Given exercise:
Write out the material below again, unchanged.
═══ Source material ═══
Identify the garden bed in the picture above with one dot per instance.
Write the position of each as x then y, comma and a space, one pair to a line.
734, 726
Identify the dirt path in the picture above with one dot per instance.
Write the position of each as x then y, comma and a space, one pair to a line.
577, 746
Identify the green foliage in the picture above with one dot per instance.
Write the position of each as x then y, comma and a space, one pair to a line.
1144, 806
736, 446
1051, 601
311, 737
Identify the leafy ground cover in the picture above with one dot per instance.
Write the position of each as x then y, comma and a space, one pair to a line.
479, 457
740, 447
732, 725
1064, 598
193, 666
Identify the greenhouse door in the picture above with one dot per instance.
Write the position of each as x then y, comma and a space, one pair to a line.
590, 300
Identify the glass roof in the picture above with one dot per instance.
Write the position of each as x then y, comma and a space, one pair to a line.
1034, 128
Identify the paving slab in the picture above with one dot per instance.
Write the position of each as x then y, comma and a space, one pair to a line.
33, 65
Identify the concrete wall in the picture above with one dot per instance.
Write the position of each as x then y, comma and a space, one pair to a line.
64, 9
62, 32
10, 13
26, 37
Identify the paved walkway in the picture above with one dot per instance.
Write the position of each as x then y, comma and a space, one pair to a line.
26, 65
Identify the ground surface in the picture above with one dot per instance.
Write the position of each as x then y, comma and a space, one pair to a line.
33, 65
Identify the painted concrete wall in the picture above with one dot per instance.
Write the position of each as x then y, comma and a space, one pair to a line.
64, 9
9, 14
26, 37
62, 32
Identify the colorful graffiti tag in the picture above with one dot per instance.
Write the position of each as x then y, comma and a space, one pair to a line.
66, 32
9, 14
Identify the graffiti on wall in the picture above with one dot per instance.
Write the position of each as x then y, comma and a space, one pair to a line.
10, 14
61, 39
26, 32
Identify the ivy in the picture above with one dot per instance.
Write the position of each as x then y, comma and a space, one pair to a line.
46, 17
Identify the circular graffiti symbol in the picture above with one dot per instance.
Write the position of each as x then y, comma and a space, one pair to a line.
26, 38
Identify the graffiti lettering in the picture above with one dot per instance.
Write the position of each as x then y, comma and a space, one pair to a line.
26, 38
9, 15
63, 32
═══
Answer to this task:
Identify the garden bed in the picture above with one dot per instance.
Write the position of each as x then y, comma and a space, one pair to a line.
734, 726
Identify the dirt path in the picture above with one dot per instance.
Write the position of each as x then y, comma and a space, one pair to a line.
577, 746
Identify the green foliage in the picture above with one dot per instance.
Write the position of each as x then y, comma and a space, one pair to a line.
1144, 806
736, 446
1051, 601
311, 737
Identify the leafy ground cover in the picture above with one dot per instance.
Write the position of each as x then y, comma and a space, one pair to a line.
479, 457
740, 447
732, 725
1064, 598
193, 666
Identify the greenhouse door in the picture above with one dot per instance.
Write the position of each as x then y, comma and a space, one pair to a line.
590, 300
Identify the glass roof in the picture above with one dot per instance.
Write the position of each as x then y, comma and a space, one pair to a line.
1034, 128
Identify the paving slab in the picture above with one dot per instance.
Write the position of each as x then y, comma and a space, one pair to a line.
33, 65
Identify the concrete wall in the picture above with one dot per instance.
Write the position of each as x then y, comma and a space, one pair to a line.
64, 9
62, 32
10, 13
26, 37
Identify the paved walkway in the picture above with one dot per instance.
Write the position of each as x then y, comma and a space, one pair to a line.
26, 65
Identify the ground surface in the picture above with one dot per instance.
Write the position of each as x then y, comma and a space, one pair to a line.
33, 65
Identify the painted concrete wall in the picture above with one dot per instance.
Write the position of each as x then y, comma and a space, one pair to a line.
64, 9
9, 14
26, 37
62, 32
Identify the colorful graffiti tag in the picture above with one dot per instance.
Write the position of each as x then y, comma and a space, one pair to a line.
66, 32
9, 14
Identify the graffiti on wall in the picture above with one dot per instance.
Write the position of each as x then y, comma and a space, one pair to a line.
10, 14
61, 39
26, 32
Identify the ivy in the picture above with one dot per instance.
Write the position of each as x then y, comma and a space, one pair to a line.
46, 17
Identify the circular graffiti symbol in the picture above with one dot per instance.
Write the position of each as x then y, comma and a space, one pair to a line.
26, 38
Identify the graffiti lettering in the picture above with one dot per instance.
Write the position of each as x then y, comma and a space, one pair to a line.
26, 38
9, 15
63, 32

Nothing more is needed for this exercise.